Excerpt to read:
┌──
Intel’s 2021 Exascale Vision in Aurora: Two Sapphire Rapids CPUs with Six Ponte Vecchio GPUs

by Dr. Ian Cutress on November 17, 2019 7:01 PM EST

43 Comments | Add A Comment

43 Comments

For the last few years, when discussing high performance computing, the word 'exascale' has gone hand-in-hand with the next generation of supercomputers. Even last month, on 10/18, HPC twitter was awash with mentions of ‘Exascale Day’, signifying 10^18 operations per second (that’s 10 million million million). The ‘Drive to Exascale’ is one of the key targets in the next decade for the supercomputing market, and Intel is going in with the Aurora Supercomputer ordered by the Argonne National Laboratory.

Intel has been working on the Aurora contract for a while now, and the project has changed scope over time due to market changes and hardware setbacks. Initially announced several years ago as a ‘deliver by 2020’ project between Argonne, Cray, and Intel, the hardware was set to be built around Intel’s Xeon Phi platform, providing high-throughput acceleration though Intel's AVX-512 instructions and the 10nm Knights Hill accelerator. This announcement was made before the recent revolution in AI acceleration, as well as Intel subsequently killing off the Xeon Phi platform after adding AVX-512 to its server processors (with the last breath Knights Mill receiving a very brief lifespan). Intel had to go back to the drawing board, and since Xeon Phi was scrapped, Intel’s audience has been questioning what it will bring to Aurora, and until today the company had only said that it would be built from a combination of Xeon CPUs and Xe GPUs.

An Aurora Node

As part of today’s announcement, Intel has put some information on the table for a typical ‘Aurora’ compute note. While not giving any specifics such as core counts or memory types, the company stated that a standard node will contain two next generation CPUs and six next generation GPUs, all connected via new connectivity standards.
└──
Written request A: In the Aurora supercomputer article, what does Intel say a standard Aurora node will contain?
Written request B: Write the next part of the Aurora supercomputer article, picking up after its last sentence.
The material is separate from the article on Intel's Aurora supercomputer.

Data supplied:
┌──
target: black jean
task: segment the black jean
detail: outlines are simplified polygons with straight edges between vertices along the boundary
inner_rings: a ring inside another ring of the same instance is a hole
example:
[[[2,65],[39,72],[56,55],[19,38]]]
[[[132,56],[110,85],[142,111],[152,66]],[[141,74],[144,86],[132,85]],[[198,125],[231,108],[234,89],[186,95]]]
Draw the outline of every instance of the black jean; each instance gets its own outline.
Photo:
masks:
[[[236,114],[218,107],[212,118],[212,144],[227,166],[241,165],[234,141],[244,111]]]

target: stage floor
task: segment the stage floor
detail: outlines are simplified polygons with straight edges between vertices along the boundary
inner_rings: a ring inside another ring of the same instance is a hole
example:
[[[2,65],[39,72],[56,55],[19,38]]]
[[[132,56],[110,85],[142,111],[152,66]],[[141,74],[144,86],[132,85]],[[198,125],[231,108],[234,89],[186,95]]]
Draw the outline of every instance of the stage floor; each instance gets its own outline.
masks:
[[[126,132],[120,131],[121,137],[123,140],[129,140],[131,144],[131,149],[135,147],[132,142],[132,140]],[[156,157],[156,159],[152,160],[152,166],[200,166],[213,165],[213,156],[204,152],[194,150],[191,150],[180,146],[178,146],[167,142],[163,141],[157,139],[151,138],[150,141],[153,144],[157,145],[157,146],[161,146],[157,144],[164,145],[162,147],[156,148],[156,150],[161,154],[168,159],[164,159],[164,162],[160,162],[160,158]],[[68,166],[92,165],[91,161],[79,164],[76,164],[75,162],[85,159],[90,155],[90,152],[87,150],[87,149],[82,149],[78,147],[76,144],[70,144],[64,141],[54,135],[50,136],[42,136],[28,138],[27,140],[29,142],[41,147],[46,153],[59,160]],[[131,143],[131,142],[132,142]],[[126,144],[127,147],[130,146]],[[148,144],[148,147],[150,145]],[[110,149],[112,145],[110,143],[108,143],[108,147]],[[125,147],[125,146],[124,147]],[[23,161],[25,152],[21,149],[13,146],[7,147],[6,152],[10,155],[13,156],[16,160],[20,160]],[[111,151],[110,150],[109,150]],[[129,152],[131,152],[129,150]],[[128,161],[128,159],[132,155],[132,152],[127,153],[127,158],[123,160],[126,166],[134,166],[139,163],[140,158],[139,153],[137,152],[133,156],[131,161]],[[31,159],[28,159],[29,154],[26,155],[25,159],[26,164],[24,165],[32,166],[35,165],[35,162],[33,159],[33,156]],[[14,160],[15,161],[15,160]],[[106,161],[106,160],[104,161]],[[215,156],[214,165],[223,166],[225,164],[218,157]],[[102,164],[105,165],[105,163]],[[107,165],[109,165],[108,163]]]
└──
Written reply A: Two next-generation CPUs and six next-generation GPUs, all connected via new connectivity standards.

Written reply B:
Those CPUs will be Sapphire Rapids CPUs, Intel’s second generation of 10nm server processors coming after the Ice Lake Xeons. The announcement today reaffirmed that Sapphire Rapids is a 2021 processor; and likely a late 2021 processor, as the company also confirmed that Ice Lake will have its volume ramp through late 2020. Judging from Intel's images, Sapphire Rapids is set to have eight memory channels per processor, with enough I/O to connect to three GPUs. Within an Aurora node, two of these Sapphire Rapids CPUs will be paired together, and support the next generation of Intel Optane DC Persistent Memory (2^nd Gen Optane DCPMM). We already know from other sources that Sapphire Rapids is likely to be DDR5 as well, although I don't believe Intel has said that outright at this point.

On the GPU side, all six of the GPUs per node will be Intel’s new 7nm Ponte Vecchio Xe GPU. As we covered in the Ponte Vecchio (PV) announcement, the basis of PV will be in small 7nm chiplets built on a microarchitecture variant of the X^e architecture. PV will employ a key number of Intel’s packaging technologies, such as Foveros (die stacking), Intel’s Embedded Multi-Die Interconnect Bridge (EMIB), and high bandwidth cache and memory. With regards to capabilities, Intel has only stated that PV will have a vector matrix unit and high double precision performance, which is likely going to be required for the research that Argonne performs.

The other core technology in an Aurora node is the use of the new Compute eXpress Link (CXL) standard. CXL will allow the CPUs and GPUs to connect directly together and work within a unified memory space. Intel stated in our briefings that the GPUs will be connected in an all-to-all topology, even though the imagery they provided doesn’t show that. In the diagram it shows every PV GPU connected to three others, with the top GPUs connected directly to the CPU. It is unclear if the CPUs talk to each other through CXL at this point, and what parts of the CXL standard Aurora will be using, however as CXL is based on the PCIe 5.0 physical standard, it will be interesting to see how (or if) Intel produces hardware for each interconnect standard.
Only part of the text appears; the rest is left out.